On Tue, 28 Apr 2020 at 09:48, Nikita Popov <nikita....@gmail.com> wrote:
> Many people in the voting thread are calling for supporting match
> expressions only (without support for either statement form, or support
for
> block expressions). The RFC motivates the match construct as an improved
> replacement for switch, which is type-safe, exhaustive and has no
> fallthrough gotchas. If we limit match to returning simple expressions
> only, is it still a viable replacement for switch?
[...]
> Is match intended as a replacement for switch? Or is intended to replace
> the ternary operator?


Two thoughts on this:

1) Why does it need to *replace* anything? Introducing switch to a language
isn't usually considered a replacement for if-elseif-else, even though the
usage overlaps heavily. Instead, it's seen as an extra tool in the chest,
with its own strengths and weaknesses. I think it's better to focus on what
the use cases are, rather than how they'd currently be written. In other
words, the fact that it's not a straight replacement for switch may be a
feature, not a bug.

* GIVEN TASK 1
The mailing-list reply about match expressions says the RFC describes the match construct with certain qualities. List all of those qualities.
* GIVEN TASK 2
Answer these questions about the mailing-list reply about match expressions:
(a) Who wrote the quoted message, and on what date?
(b) Introducing switch to a language usually isn't considered a replacement for what?
(c) According to the reply, what is it better to focus on?

* DATASET ENTRIES
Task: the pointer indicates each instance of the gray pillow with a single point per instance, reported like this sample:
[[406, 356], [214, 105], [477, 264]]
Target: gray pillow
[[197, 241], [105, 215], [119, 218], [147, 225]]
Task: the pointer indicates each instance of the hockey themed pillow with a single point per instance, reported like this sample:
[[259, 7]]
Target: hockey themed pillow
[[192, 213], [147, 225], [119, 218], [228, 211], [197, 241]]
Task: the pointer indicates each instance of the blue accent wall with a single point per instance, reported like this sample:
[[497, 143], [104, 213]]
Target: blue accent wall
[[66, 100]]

...

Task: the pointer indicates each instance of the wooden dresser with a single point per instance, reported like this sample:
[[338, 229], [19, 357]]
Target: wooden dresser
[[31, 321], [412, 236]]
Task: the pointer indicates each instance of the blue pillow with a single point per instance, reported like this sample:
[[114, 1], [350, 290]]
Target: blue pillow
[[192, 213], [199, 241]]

* EXERCISE ANSWER 1
- Type-safe
- Exhaustive
- Has no fallthrough gotchas

* EXERCISE ANSWER 2
(a) Nikita Popov, on Tuesday, 28 April 2020.
(b) if-elseif-else.
(c) What the use cases are, rather than how they'd currently be written.